BRANO DA LEGGERE:

◇ ◇ ◇ ◇ ◇

Santa Claus ha detto:


> assolutamente falso... non accomunarmi a certi elementi... è offensivo...


 
ma come jim, non sei tu???

Lo dice iago, sai che lui dice sempre la vertà


----------



## Old jdm2 (29 Gennaio 2008)

Basta, Cate. 
Ti prego, basta così....

Ho pagato abbastanza certi errori. 
Voglio che finisca questa storia.
Sono un'altro uomo, adesso... La mia sofferenze è finita, o è almeno sopportabile.

Santa Claus, scrivi quello che ti pare.... Io non replico.

Voglio stare bene nel forum, con tutti. L'ho già scritto.

Ora basta, Mk
Basta, Cat
Basta, Alex

Basta cloni e nick a me sconosciuti.

Giovanni, per cortesia.... Mi sono registrato più volte come jdm per errore, per postare queste risposte, puoi cancellare queste nuove iscrizioni, se vuoi. 
Ti prego di smentire Cat, il mio IP lo puoi controllare.

Grazie


----------



## Old Santa Claus (29 Gennaio 2008)

come no... è la bocca della verità... solo che ha lingue biforcuta... comunque... non sono jdm.... questo è sicuro...

◇ ◇ ◇ ◇ ◇

COMPITI DA SVOLGERE:
**1.** Nell'ultimo messaggio del brano, che cosa dichiara Santa Claus come cosa sicura?
**2.** Trascrivi dal brano il tratto che va da "Santa Claus, scrivi" fino a "lo puoi controllare.".
I dati qui sotto non hanno alcun legame con il brano.

◇ ◇ ◇ ◇ ◇

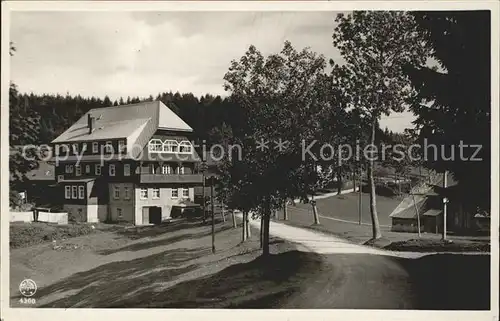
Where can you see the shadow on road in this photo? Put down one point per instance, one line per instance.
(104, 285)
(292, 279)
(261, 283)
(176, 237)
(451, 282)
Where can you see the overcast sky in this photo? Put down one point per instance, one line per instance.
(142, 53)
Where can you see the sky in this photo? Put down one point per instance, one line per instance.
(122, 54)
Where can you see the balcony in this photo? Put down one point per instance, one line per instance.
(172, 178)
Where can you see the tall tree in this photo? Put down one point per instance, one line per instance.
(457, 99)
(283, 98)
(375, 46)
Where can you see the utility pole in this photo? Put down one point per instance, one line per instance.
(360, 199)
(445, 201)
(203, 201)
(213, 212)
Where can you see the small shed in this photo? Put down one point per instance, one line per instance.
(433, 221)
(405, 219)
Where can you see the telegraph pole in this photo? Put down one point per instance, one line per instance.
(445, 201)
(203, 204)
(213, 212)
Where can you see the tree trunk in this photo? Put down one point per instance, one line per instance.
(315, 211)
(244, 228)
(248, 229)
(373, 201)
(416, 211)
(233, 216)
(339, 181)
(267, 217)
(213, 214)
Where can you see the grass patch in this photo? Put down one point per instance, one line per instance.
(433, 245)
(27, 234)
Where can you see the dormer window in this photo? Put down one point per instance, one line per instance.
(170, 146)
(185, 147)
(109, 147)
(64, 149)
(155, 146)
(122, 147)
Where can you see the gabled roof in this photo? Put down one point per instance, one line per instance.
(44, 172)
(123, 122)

◇ ◇ ◇ ◇ ◇

LE RISPOSTE:
**1.** Di non essere jdm.

**2.**
Santa Claus, scrivi quello che ti pare.... Io non replico.

Voglio stare bene nel forum, con tutti. L'ho già scritto.

Ora basta, Mk
Basta, Cat
Basta, Alex

Basta cloni e nick a me sconosciuti.

Giovanni, per cortesia.... Mi sono registrato più volte come jdm per errore, per postare queste risposte, puoi cancellare queste nuove iscrizioni, se vuoi. 
Ti prego di smentire Cat, il mio IP lo puoi controllare.